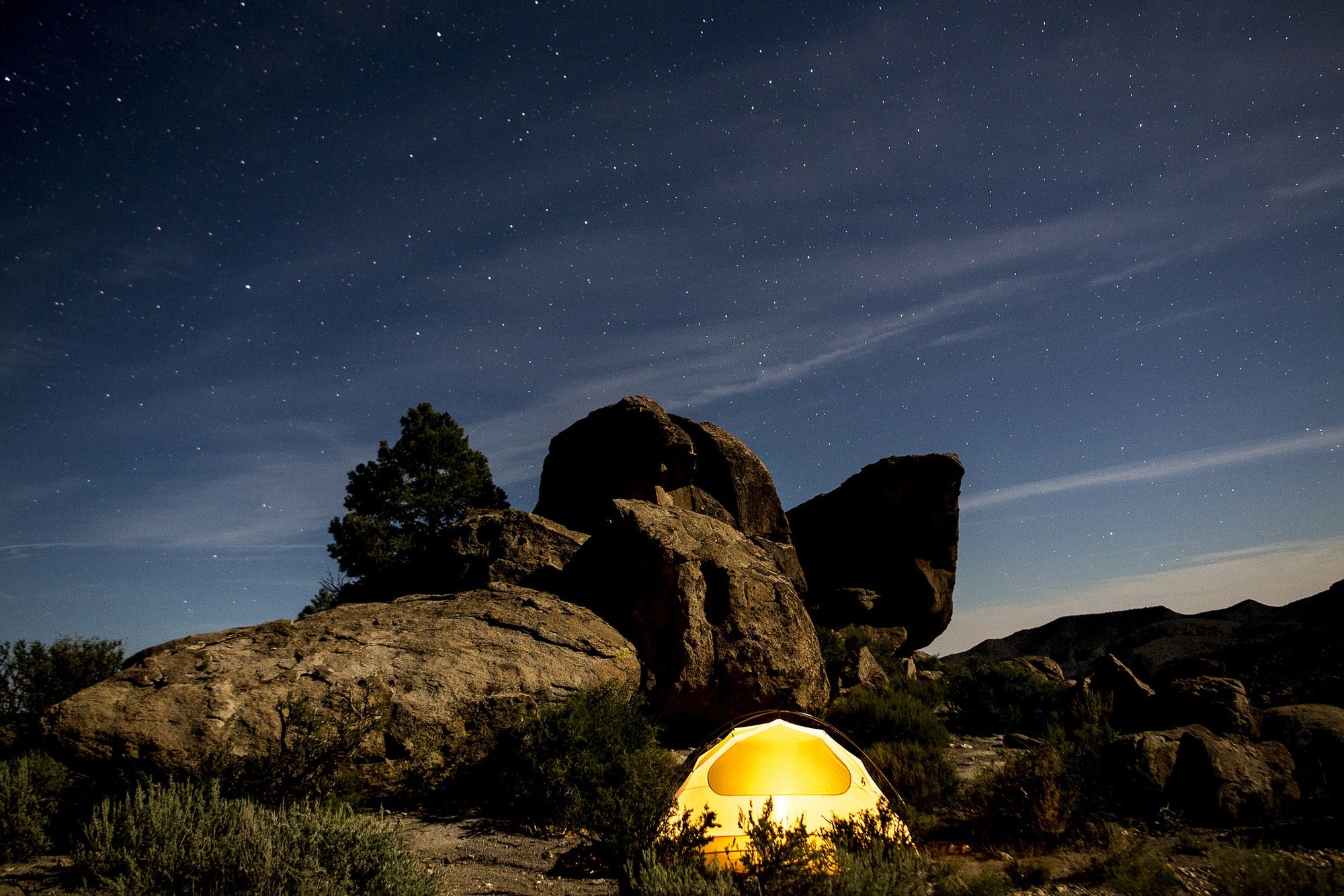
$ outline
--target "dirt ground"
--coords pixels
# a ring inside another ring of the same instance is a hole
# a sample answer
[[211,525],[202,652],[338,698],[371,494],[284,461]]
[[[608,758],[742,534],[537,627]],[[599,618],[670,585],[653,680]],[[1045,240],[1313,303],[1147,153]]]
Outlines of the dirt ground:
[[[425,818],[409,814],[392,815],[392,823],[402,830],[407,844],[419,853],[438,881],[439,892],[453,896],[613,896],[616,883],[582,870],[564,870],[564,857],[577,845],[574,838],[547,837],[509,829],[489,819],[472,817]],[[1219,834],[1227,832],[1187,829],[1181,834],[1152,837],[1146,849],[1176,869],[1181,892],[1192,896],[1215,896],[1206,870],[1204,856],[1189,852],[1192,842],[1214,845]],[[1124,836],[1124,834],[1121,834]],[[962,875],[999,870],[1008,856],[1001,853],[966,852],[962,845],[931,842],[923,845],[938,860],[950,861]],[[1027,896],[1113,896],[1113,891],[1086,879],[1086,869],[1094,866],[1106,852],[1075,848],[1025,861],[1039,862],[1048,870],[1048,881],[1019,891]],[[1320,865],[1344,868],[1344,852],[1314,850],[1300,853],[1300,858]],[[70,861],[62,856],[47,856],[31,862],[0,865],[0,896],[67,896],[74,891],[62,887],[62,872]]]
[[[948,756],[962,778],[1003,762],[1005,751],[1001,739],[958,737],[949,747]],[[571,852],[578,845],[573,837],[551,837],[538,832],[519,830],[488,818],[473,815],[431,817],[395,813],[392,825],[406,837],[407,845],[421,856],[426,868],[438,881],[439,892],[452,896],[614,896],[616,883],[585,872],[583,862]],[[1116,832],[1121,841],[1128,836]],[[1206,869],[1207,860],[1200,846],[1226,842],[1228,832],[1185,829],[1180,833],[1154,836],[1145,840],[1148,852],[1161,857],[1181,883],[1184,893],[1214,896]],[[1196,846],[1196,849],[1191,849]],[[993,852],[973,852],[965,844],[927,842],[922,849],[939,861],[949,861],[962,875],[999,870],[1009,856]],[[1116,844],[1111,844],[1116,848]],[[1048,872],[1043,885],[1028,887],[1017,893],[1028,896],[1113,896],[1113,891],[1087,879],[1086,870],[1106,857],[1102,844],[1060,849],[1046,856],[1028,857]],[[1344,852],[1316,850],[1300,857],[1320,865],[1344,868]],[[28,896],[44,893],[65,896],[73,893],[62,887],[62,872],[70,860],[47,856],[31,862],[0,865],[0,896]]]
[[[571,837],[532,836],[481,818],[422,818],[394,814],[392,825],[425,861],[439,892],[453,896],[612,896],[616,881],[564,870],[564,857],[578,841]],[[63,896],[70,868],[65,856],[0,865],[0,896]],[[562,873],[556,873],[562,872]]]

##########

REQUEST: Copy every line of the records above verbatim, omitting the pictures.

RESPONSE FOR THIS EXERCISE:
$ outline
--target "dirt ground"
--coords pixels
# a ring inside another ring of the same instance is a hole
# a sample answer
[[211,525],[202,652],[338,698],[371,494],[284,461]]
[[[608,758],[742,534],[537,627]],[[599,618],[670,585],[653,680]],[[1045,240],[1313,303],[1147,153]]]
Outlines of the dirt ground:
[[[425,818],[409,814],[392,815],[392,823],[402,830],[407,844],[419,853],[438,881],[439,892],[453,896],[613,896],[616,883],[582,870],[564,870],[564,857],[577,845],[574,838],[547,837],[509,829],[489,819],[472,817]],[[1219,834],[1227,832],[1187,829],[1181,834],[1152,837],[1146,849],[1176,869],[1181,892],[1192,896],[1215,896],[1206,870],[1204,856],[1189,852],[1192,842],[1214,845]],[[1124,836],[1124,834],[1121,834]],[[962,875],[999,870],[1008,856],[1001,853],[966,852],[962,845],[931,842],[923,845],[938,860],[950,861]],[[1027,896],[1113,896],[1113,891],[1086,879],[1086,869],[1094,866],[1106,852],[1075,848],[1025,861],[1039,862],[1048,870],[1048,881],[1019,891]],[[1320,865],[1344,868],[1344,852],[1314,850],[1300,853],[1300,858]],[[70,861],[62,856],[47,856],[31,862],[0,865],[0,896],[67,896],[74,891],[62,887],[62,872]]]
[[[948,756],[962,778],[1003,762],[1005,751],[1001,739],[958,737],[949,747]],[[571,852],[578,845],[573,837],[551,837],[538,832],[519,830],[488,818],[473,815],[431,817],[395,813],[392,825],[406,837],[407,845],[421,856],[426,868],[438,881],[439,892],[452,896],[614,896],[616,883],[585,872],[583,862]],[[1116,832],[1121,841],[1128,836]],[[1206,869],[1207,860],[1200,846],[1226,842],[1228,832],[1185,829],[1180,833],[1154,836],[1145,840],[1148,852],[1161,857],[1181,883],[1184,893],[1214,896]],[[1196,846],[1196,849],[1191,849]],[[993,852],[973,852],[965,844],[927,842],[922,849],[939,861],[949,861],[962,875],[999,870],[1009,856]],[[1116,844],[1111,844],[1116,848]],[[1048,872],[1043,885],[1028,887],[1017,893],[1028,896],[1113,896],[1113,891],[1087,879],[1086,870],[1106,857],[1102,844],[1060,849],[1046,856],[1028,857]],[[1344,852],[1316,850],[1300,857],[1320,865],[1344,868]],[[28,896],[44,893],[65,896],[73,893],[62,887],[62,872],[70,860],[47,856],[31,862],[0,865],[0,896]]]
[[[571,837],[532,836],[481,818],[422,818],[394,814],[392,825],[425,861],[439,892],[453,896],[612,896],[616,881],[564,870],[564,857],[578,841]],[[63,896],[70,868],[65,856],[0,865],[0,896]],[[562,873],[556,873],[562,872]]]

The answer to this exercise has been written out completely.